*KUTIPAN TEKS*
* * *
Penting bagi orangtua mengawasi anak-anak saat berselancar di dunia maya melalui gawainya. Pilihan bijak bisa melindungi anak-anak dari dampak buruk teknologi.
Di zaman teknologi digital, pola asuh orangtua sering kali digantikan oleh gawai. Anak-anak generasi Z yang disebut juga dengan generasi net sudah diperkenalkan dengan gawai sejak usia mereka masih di bawah lima tahun.
Hasil jajak pendapat Kompas yang diselenggarakan pada 18-19 Juli lalu memperlihatkan sikap permisif orang dewasa, tidak hanya orangtua, terhadap penggunaan gawai pada anak. Mayoritas responden (83,1 persen) berpendapat anak berusia 13 tahun ke atas, umumnya duduk di bangku SMP, sudah bisa diizinkan menggunakan gawai yang tersambung internet.
* * *
*DATA TERCATAT*

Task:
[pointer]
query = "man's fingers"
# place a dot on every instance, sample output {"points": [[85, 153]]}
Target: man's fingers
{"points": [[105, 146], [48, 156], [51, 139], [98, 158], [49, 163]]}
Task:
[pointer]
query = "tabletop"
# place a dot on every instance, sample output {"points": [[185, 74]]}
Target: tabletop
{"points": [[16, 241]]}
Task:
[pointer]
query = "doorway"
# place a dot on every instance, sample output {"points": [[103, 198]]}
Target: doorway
* * *
*TUGAS YANG DIBERIKAN A*
Tentukan apakah setiap pernyataan berikut sesuai dengan kutipan teks. Jawab ya atau tidak, lalu kutip persis kata-kata dari teks yang menjadi penentunya.
(i) Jajak pendapat Kompas diselenggarakan pada 18-19 Juli.
(ii) Mayoritas responden berpendapat anak di bawah 13 tahun sudah boleh menggunakan gawai yang tersambung internet.
(iii) Generasi Z disebut juga generasi net.
*TUGAS YANG DIBERIKAN B*
Jawab pertanyaan berikut berdasarkan kutipan teks.
(i) Apa yang bisa melindungi anak-anak dari dampak buruk teknologi?
(ii) Sejak usia berapa anak-anak generasi Z sudah diperkenalkan dengan gawai?
(iii) Berapa persen responden yang berpendapat anak berusia 13 tahun ke atas sudah bisa diizinkan menggunakan gawai yang tersambung internet?

*JAWABAN A*
(i) Ya: "Hasil jajak pendapat Kompas yang diselenggarakan pada 18-19 Juli lalu"
(ii) Tidak: "Mayoritas responden (83,1 persen) berpendapat anak berusia 13 tahun ke atas, umumnya duduk di bangku SMP, sudah bisa diizinkan menggunakan gawai yang tersambung internet."
(iii) Ya: "Anak-anak generasi Z yang disebut juga dengan generasi net"

*JAWABAN B*
(i) Pilihan bijak.
(ii) Sejak usia mereka masih di bawah lima tahun.
(iii) 83,1 persen.